Beginning with the line that has "of the blurred", please write out each remaining line of the listing below, word for word.

BEGIN SUPPLIED RECORDS

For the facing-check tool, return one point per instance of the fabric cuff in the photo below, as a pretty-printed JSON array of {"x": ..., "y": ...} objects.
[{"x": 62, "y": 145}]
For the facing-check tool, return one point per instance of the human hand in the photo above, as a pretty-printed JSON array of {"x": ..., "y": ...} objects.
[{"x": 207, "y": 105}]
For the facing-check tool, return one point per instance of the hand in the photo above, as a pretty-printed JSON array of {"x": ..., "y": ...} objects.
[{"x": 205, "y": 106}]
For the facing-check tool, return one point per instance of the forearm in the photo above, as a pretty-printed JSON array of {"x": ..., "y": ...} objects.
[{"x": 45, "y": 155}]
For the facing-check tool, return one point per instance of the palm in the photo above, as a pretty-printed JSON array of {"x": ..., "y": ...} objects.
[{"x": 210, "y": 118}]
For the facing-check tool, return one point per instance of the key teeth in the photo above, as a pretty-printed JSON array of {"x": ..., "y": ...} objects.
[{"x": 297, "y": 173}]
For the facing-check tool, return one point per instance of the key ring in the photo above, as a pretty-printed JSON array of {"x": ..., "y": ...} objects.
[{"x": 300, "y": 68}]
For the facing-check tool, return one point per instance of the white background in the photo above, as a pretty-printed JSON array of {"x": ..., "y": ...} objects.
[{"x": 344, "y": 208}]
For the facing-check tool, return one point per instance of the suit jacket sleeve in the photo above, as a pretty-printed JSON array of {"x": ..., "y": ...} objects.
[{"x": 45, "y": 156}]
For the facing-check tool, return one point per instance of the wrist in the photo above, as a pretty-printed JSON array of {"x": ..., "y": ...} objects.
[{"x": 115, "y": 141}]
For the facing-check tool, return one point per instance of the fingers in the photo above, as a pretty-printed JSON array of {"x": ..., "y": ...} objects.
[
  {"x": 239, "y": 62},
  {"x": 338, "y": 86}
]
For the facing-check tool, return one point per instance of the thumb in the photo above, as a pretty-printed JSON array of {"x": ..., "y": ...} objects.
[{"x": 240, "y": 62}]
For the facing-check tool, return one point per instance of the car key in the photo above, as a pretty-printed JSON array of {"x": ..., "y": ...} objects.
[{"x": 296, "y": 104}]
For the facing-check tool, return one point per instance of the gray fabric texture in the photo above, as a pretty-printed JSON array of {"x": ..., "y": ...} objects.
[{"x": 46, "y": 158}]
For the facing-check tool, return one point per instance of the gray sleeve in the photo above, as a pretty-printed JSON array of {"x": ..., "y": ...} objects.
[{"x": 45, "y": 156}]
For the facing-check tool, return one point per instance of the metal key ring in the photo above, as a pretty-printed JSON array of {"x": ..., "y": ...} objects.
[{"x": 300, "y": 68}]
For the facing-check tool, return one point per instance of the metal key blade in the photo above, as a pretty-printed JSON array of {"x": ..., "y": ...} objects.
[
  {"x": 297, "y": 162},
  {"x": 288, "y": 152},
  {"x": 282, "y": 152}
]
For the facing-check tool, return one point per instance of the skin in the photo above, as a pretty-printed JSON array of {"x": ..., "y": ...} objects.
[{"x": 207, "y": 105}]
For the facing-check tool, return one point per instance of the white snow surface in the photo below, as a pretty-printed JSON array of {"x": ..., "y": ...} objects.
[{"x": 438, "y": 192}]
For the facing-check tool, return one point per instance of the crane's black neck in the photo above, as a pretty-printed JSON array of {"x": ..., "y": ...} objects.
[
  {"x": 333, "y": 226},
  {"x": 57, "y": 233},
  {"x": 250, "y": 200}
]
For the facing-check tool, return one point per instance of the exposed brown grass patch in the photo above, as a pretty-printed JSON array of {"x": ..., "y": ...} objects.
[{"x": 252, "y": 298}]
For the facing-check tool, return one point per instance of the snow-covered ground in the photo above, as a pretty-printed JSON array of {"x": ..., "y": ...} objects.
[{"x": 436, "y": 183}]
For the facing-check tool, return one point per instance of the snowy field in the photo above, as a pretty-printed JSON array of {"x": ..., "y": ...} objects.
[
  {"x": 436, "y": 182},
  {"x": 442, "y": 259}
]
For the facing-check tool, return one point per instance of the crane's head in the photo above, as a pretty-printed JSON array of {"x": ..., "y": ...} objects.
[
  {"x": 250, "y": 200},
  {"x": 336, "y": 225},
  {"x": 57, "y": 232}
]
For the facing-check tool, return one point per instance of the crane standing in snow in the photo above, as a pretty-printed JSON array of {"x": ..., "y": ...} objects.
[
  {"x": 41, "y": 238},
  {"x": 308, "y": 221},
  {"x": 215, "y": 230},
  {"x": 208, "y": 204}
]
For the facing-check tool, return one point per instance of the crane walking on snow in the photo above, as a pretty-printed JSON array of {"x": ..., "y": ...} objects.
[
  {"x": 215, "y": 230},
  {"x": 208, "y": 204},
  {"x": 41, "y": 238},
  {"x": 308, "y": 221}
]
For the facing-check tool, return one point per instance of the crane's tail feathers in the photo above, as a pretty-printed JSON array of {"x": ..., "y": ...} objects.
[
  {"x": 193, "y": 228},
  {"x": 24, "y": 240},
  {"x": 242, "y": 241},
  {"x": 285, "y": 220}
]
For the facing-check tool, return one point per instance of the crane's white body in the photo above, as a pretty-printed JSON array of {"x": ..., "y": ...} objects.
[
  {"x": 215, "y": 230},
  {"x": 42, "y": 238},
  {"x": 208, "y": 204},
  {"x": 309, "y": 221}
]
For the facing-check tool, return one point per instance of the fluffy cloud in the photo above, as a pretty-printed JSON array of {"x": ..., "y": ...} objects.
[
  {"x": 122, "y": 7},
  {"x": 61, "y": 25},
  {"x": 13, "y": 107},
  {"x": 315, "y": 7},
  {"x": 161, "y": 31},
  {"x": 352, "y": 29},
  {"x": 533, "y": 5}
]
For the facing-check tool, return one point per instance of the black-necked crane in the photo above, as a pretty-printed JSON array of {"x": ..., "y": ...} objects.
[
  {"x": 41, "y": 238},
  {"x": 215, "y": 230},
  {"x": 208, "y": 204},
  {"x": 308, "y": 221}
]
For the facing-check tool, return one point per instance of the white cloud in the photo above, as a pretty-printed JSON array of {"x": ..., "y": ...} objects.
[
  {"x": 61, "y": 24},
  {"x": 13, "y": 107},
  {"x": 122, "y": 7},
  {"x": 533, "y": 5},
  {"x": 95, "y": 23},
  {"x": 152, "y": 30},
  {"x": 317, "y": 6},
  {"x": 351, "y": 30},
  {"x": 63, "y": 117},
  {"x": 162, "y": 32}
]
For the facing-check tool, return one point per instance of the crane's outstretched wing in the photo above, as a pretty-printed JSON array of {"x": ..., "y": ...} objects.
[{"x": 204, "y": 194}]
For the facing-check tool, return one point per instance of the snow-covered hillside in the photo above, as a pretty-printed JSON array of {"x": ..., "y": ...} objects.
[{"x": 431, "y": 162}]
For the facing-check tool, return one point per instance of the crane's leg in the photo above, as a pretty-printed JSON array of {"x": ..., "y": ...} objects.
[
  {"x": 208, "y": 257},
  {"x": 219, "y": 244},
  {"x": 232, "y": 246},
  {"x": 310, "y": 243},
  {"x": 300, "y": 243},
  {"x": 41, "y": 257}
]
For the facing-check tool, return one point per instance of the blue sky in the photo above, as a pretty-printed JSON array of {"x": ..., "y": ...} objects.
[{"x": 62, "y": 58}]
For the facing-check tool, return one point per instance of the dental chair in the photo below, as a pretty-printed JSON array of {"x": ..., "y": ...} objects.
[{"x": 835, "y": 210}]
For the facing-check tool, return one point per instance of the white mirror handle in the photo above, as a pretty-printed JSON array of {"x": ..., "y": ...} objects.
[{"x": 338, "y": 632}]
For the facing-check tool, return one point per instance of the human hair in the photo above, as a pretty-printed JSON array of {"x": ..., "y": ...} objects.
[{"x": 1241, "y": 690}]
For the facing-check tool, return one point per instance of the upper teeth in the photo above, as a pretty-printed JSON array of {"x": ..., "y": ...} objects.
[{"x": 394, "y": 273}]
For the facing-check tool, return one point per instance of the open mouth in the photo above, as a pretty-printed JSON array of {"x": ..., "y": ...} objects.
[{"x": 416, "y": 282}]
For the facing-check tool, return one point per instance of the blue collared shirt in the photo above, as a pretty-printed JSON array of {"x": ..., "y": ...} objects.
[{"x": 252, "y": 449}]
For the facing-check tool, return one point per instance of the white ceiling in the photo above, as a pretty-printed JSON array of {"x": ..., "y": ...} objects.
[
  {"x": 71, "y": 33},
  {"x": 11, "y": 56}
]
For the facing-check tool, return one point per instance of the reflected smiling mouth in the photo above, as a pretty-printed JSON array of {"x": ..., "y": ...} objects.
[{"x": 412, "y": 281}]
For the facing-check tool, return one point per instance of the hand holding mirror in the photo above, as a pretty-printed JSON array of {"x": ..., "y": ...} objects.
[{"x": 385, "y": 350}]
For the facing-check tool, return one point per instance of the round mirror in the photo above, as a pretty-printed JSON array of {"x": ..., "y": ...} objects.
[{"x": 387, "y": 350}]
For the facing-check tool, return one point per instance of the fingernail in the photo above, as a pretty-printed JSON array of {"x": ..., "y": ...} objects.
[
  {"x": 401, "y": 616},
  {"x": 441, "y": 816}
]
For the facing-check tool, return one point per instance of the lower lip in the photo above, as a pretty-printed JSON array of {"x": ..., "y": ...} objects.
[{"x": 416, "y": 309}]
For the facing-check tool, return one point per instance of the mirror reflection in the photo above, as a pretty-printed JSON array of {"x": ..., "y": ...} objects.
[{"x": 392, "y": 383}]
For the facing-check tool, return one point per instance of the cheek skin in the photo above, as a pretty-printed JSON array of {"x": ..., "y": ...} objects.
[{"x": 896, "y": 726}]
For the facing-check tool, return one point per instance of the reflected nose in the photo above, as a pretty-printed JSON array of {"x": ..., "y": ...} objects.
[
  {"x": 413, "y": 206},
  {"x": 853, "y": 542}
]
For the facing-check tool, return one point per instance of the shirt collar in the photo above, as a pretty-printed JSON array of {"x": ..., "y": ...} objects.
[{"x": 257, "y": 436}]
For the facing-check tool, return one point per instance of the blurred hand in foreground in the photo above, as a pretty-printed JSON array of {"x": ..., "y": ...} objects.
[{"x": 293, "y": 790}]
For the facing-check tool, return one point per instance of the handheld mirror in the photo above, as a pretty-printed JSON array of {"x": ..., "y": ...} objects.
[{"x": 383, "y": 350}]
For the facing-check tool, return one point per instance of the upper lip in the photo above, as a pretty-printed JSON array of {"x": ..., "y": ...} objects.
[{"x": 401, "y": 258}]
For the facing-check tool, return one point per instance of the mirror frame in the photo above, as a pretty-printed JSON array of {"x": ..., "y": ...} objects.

END SUPPLIED RECORDS

> _EXERCISE OUTPUT_:
For the facing-check tool, return one point per instance of the blurred hand in foreground in the photo above, as a pretty-printed JSON array of {"x": ..., "y": ...} objects.
[{"x": 293, "y": 790}]
For the facing-check tool, return one point per instance of the handheld mirror in the photo above, as a pretty-printed JSON array of {"x": ..., "y": ...} objects.
[{"x": 383, "y": 350}]
For the facing-check tool, return one point per instance of the upper lip in the photo above, as a pretty-printed JSON array of {"x": ..., "y": ...} objects.
[{"x": 401, "y": 258}]
For the facing-check tool, return one point per instance of the mirror frame in the photo above, as a pretty-printed JSON array of {"x": ..., "y": ...} objects.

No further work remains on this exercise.